→ **Stated problem**: Render every line of the records below as a numbered list, leaving out any blank lines.

Extracted records
• • • • •
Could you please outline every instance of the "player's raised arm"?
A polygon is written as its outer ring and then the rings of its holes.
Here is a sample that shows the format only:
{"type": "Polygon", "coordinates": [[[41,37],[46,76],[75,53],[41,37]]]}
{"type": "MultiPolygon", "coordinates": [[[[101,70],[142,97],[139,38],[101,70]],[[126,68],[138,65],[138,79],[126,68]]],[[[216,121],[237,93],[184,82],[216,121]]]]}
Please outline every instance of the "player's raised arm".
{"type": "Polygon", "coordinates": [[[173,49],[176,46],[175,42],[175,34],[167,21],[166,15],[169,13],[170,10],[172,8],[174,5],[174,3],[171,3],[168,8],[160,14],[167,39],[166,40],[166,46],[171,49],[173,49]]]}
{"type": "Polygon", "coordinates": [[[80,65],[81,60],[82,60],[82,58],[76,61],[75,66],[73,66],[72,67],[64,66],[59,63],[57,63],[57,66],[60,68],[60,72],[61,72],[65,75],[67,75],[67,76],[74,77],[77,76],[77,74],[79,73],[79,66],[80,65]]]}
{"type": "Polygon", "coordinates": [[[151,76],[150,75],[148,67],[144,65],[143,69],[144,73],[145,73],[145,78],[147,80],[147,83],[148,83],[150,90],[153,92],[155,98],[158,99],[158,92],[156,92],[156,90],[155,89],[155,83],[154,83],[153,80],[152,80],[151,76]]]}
• • • • •
→ **Completed task**:
1. Could you please outline every instance of the "player's raised arm"?
2. A polygon is written as its outer ring and then the rings of its holes.
3. Here is a sample that shows the format only:
4. {"type": "Polygon", "coordinates": [[[41,37],[46,76],[75,53],[41,37]]]}
5. {"type": "MultiPolygon", "coordinates": [[[[101,70],[142,97],[139,38],[101,70]],[[126,68],[138,65],[138,79],[126,68]]],[[[216,121],[237,93],[184,82],[216,121]]]]}
6. Please outline every instance of the "player's raised arm".
7. {"type": "Polygon", "coordinates": [[[173,49],[176,46],[175,42],[175,34],[167,21],[166,15],[169,13],[170,10],[172,8],[174,5],[174,3],[171,3],[168,8],[160,14],[167,39],[166,40],[166,46],[171,49],[173,49]]]}
8. {"type": "Polygon", "coordinates": [[[80,65],[81,60],[82,60],[82,58],[76,61],[75,66],[73,66],[72,67],[64,66],[59,63],[57,63],[57,66],[60,68],[60,72],[61,72],[65,75],[67,75],[67,76],[74,77],[77,76],[77,74],[79,73],[79,66],[80,65]]]}
9. {"type": "Polygon", "coordinates": [[[151,76],[150,75],[148,67],[144,65],[143,69],[144,73],[145,73],[145,78],[147,80],[147,83],[148,83],[150,90],[153,92],[155,98],[158,99],[158,92],[156,92],[156,90],[155,89],[155,83],[154,83],[153,80],[152,80],[151,76]]]}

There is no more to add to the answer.